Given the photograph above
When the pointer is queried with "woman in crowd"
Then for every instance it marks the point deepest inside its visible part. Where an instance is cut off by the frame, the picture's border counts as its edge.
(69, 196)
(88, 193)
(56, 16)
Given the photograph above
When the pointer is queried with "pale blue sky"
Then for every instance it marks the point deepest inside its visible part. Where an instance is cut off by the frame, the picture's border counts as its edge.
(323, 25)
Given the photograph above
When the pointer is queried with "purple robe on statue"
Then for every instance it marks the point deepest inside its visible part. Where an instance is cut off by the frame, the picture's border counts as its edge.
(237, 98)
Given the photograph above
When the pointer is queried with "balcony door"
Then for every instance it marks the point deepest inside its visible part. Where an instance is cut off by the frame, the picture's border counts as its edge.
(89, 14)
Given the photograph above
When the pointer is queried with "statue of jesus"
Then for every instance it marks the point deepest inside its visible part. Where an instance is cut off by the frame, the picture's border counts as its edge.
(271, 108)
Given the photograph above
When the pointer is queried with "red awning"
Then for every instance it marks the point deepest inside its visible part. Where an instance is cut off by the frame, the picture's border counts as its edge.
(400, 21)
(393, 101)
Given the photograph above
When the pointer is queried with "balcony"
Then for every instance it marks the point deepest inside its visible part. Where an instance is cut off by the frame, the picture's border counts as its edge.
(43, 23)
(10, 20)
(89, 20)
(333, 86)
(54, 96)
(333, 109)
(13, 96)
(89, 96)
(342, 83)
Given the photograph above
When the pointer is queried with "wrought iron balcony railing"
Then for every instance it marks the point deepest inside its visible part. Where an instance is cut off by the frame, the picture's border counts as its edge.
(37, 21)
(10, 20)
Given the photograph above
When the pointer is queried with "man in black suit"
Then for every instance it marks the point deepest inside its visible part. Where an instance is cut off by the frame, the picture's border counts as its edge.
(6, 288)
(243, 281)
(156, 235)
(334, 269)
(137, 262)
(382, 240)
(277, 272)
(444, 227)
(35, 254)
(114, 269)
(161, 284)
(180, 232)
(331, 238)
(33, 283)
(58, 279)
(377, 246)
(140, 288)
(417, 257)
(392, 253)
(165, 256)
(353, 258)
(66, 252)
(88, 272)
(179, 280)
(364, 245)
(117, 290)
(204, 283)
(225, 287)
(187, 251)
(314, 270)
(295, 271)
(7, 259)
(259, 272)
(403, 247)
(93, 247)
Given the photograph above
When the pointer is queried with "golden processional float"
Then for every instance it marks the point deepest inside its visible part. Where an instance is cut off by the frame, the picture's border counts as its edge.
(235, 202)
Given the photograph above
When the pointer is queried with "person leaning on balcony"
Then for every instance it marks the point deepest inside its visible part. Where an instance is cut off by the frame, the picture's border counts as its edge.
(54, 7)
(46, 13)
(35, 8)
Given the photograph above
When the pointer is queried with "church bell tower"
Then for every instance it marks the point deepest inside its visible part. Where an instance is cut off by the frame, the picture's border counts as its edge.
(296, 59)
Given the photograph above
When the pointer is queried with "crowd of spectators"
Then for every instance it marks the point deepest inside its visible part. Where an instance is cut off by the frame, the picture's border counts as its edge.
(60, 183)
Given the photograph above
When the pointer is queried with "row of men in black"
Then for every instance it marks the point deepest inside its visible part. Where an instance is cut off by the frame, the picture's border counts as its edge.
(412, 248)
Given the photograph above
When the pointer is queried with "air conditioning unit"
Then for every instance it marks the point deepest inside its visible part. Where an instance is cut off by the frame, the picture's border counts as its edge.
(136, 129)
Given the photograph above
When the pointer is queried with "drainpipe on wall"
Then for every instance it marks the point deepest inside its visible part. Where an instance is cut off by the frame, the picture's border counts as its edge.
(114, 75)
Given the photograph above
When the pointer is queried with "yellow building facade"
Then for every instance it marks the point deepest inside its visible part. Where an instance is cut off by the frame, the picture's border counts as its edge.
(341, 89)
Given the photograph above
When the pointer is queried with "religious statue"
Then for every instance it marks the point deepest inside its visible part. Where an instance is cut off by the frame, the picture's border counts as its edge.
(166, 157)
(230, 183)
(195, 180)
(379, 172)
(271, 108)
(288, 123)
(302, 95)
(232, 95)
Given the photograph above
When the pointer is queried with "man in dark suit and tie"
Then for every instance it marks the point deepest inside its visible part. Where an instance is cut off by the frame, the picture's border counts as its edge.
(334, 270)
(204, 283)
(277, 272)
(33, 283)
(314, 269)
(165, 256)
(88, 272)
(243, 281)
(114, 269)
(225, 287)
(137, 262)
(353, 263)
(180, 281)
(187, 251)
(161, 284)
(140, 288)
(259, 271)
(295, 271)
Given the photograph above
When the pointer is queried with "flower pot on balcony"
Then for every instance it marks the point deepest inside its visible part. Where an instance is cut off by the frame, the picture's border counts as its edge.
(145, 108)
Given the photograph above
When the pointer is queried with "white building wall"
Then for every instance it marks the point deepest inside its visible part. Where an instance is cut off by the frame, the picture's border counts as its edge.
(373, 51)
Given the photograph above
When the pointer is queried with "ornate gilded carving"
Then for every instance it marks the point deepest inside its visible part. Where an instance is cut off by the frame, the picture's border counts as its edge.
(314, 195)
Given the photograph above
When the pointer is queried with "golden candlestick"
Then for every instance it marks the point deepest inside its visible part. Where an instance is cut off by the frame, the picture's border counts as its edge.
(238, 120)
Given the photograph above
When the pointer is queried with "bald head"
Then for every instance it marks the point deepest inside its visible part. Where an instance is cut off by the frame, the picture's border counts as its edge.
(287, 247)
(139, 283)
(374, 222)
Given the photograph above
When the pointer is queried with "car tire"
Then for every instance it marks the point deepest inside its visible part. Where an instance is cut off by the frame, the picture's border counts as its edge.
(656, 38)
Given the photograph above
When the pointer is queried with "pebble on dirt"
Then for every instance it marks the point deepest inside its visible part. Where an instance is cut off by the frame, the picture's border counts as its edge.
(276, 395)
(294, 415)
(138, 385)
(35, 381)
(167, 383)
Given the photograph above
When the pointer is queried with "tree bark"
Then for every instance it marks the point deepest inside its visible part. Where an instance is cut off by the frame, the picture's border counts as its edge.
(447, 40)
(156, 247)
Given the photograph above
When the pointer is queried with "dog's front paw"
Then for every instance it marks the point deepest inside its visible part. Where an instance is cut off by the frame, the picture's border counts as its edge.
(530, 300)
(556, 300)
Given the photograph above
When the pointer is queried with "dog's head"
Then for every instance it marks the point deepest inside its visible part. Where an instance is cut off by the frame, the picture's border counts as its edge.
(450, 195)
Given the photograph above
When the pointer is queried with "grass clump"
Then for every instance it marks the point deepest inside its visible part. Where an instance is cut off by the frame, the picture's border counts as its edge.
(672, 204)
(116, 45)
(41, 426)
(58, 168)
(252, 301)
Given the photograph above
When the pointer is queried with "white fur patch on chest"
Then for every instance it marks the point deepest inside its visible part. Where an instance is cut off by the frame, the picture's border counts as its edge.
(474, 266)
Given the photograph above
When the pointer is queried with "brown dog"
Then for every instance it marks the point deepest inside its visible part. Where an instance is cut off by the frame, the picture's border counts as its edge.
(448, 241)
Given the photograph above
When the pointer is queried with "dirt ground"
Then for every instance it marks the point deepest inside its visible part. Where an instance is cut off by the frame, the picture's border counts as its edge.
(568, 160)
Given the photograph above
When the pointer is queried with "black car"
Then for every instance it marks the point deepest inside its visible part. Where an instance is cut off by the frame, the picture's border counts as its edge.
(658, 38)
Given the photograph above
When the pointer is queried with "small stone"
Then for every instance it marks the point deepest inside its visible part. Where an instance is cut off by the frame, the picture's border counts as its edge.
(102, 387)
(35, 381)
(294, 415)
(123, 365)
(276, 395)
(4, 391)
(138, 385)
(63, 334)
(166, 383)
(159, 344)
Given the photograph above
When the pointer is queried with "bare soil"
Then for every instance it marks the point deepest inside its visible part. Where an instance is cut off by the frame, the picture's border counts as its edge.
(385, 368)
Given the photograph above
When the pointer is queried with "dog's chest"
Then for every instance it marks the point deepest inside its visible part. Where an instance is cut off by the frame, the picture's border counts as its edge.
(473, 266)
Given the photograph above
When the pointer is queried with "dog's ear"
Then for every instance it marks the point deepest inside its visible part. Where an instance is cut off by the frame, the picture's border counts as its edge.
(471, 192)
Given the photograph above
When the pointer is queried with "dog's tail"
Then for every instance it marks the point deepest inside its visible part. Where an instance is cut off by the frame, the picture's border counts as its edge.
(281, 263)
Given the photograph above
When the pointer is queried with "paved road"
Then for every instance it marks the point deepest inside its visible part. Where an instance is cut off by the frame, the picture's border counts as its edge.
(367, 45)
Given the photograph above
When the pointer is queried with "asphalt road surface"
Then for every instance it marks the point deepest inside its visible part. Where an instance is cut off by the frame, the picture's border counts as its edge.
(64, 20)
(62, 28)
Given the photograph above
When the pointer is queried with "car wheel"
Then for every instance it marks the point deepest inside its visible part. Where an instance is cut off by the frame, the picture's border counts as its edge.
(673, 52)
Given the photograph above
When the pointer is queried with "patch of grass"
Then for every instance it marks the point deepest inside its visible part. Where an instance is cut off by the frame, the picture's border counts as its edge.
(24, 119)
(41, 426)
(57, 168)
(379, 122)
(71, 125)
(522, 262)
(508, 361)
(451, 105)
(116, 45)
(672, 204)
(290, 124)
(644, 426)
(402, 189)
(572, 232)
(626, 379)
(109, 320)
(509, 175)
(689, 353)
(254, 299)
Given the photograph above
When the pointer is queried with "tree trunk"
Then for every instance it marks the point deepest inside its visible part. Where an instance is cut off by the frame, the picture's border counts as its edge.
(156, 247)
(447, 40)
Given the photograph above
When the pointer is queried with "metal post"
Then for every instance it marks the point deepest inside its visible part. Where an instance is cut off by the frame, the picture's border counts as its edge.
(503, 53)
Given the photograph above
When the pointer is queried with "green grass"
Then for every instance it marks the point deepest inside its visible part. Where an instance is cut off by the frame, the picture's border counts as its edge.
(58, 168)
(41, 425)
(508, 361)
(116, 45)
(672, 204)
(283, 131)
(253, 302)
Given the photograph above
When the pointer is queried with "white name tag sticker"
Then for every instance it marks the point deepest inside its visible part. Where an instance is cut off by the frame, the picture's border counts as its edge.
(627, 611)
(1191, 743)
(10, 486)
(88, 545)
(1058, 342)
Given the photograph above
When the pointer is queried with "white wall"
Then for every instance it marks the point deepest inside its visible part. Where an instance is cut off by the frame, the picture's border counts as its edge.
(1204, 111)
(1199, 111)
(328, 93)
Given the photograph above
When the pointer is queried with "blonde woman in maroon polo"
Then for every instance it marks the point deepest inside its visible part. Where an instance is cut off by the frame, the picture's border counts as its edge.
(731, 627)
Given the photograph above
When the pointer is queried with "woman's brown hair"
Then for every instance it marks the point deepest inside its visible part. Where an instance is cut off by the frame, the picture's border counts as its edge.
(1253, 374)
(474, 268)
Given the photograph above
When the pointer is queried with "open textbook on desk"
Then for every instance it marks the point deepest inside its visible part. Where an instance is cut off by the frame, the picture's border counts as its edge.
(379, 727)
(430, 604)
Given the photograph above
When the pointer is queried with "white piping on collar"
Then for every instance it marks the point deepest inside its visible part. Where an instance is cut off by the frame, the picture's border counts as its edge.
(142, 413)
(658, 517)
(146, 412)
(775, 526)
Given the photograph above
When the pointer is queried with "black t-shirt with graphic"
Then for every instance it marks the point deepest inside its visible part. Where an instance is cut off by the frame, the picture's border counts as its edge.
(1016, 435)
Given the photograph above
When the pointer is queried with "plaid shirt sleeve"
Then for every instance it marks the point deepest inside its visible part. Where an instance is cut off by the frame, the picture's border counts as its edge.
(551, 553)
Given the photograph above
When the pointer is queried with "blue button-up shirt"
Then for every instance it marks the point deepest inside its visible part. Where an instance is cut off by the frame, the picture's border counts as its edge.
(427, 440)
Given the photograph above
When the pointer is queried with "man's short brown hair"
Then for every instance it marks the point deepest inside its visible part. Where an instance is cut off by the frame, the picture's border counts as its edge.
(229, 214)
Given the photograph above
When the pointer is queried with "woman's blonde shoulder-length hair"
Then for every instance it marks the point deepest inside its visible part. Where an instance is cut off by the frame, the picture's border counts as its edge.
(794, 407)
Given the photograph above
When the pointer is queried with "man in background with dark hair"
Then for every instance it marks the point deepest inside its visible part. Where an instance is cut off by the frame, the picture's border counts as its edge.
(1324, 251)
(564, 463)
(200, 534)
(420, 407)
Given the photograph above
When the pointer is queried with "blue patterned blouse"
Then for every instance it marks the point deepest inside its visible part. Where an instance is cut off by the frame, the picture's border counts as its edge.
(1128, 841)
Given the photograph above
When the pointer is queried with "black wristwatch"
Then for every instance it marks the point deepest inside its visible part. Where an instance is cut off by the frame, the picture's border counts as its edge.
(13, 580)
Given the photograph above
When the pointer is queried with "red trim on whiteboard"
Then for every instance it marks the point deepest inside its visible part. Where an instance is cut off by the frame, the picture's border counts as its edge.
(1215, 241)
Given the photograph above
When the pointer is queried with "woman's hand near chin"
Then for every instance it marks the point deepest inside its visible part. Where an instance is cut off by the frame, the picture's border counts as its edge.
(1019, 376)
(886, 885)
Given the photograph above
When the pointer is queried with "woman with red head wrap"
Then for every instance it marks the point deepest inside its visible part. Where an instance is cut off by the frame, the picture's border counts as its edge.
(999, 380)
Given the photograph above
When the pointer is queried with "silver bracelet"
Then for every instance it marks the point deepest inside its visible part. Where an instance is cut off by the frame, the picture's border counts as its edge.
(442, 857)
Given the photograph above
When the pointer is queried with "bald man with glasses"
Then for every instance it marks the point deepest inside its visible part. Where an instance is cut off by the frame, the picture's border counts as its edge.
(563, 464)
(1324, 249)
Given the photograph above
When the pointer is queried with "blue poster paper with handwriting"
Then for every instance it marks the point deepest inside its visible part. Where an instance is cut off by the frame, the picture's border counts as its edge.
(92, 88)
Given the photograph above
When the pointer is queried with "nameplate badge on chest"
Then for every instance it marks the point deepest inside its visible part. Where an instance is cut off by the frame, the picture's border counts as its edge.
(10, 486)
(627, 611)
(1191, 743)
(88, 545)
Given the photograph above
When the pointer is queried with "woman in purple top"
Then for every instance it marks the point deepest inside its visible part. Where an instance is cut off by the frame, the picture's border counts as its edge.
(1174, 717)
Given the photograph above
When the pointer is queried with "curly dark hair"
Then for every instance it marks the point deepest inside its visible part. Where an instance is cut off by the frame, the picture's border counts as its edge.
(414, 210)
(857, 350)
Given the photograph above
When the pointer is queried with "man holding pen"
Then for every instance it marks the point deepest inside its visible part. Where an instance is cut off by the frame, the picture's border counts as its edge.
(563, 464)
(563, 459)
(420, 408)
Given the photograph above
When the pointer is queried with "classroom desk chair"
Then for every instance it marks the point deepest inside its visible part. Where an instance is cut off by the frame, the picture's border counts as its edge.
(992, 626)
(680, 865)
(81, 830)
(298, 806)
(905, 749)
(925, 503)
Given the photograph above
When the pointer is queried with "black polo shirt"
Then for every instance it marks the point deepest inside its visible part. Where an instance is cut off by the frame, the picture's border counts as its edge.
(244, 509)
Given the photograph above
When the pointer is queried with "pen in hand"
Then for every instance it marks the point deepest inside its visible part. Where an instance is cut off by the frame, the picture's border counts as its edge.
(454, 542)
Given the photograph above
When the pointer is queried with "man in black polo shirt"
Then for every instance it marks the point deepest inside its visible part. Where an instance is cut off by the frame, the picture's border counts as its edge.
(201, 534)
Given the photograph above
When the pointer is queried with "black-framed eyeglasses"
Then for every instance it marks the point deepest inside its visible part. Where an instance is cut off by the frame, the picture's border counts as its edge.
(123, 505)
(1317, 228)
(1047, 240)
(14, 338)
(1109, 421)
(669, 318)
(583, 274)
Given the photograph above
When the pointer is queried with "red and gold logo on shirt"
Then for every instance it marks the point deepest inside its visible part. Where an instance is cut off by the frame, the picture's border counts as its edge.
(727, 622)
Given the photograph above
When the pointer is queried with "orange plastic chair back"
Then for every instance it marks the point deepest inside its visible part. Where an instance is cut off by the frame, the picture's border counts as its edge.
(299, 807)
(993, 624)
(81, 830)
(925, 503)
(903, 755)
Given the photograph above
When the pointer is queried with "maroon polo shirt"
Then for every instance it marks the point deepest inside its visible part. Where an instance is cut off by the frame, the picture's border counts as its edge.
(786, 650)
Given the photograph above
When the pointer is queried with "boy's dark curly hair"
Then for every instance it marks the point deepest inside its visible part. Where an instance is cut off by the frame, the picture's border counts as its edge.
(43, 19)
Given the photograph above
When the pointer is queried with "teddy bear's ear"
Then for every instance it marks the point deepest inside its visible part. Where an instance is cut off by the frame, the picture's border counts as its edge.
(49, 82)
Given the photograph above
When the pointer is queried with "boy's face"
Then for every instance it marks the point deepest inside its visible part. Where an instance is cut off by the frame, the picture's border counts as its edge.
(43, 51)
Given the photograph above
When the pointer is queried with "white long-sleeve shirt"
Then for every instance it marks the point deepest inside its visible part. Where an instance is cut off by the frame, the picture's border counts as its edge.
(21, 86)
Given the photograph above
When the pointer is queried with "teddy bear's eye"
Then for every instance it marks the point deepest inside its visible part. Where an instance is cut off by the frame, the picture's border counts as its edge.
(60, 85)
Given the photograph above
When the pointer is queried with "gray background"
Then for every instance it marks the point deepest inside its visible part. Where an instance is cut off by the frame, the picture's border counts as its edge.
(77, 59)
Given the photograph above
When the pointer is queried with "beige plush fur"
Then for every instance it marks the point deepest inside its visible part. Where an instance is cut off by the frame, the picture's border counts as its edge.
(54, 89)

[What this task involves]:
Pull out each line of the material above that contains the string "background". Treat the match as case-sensitive.

[Full answer]:
When the pointer is queried with "man in background with dark hair"
When the pointer is queried with "gray background"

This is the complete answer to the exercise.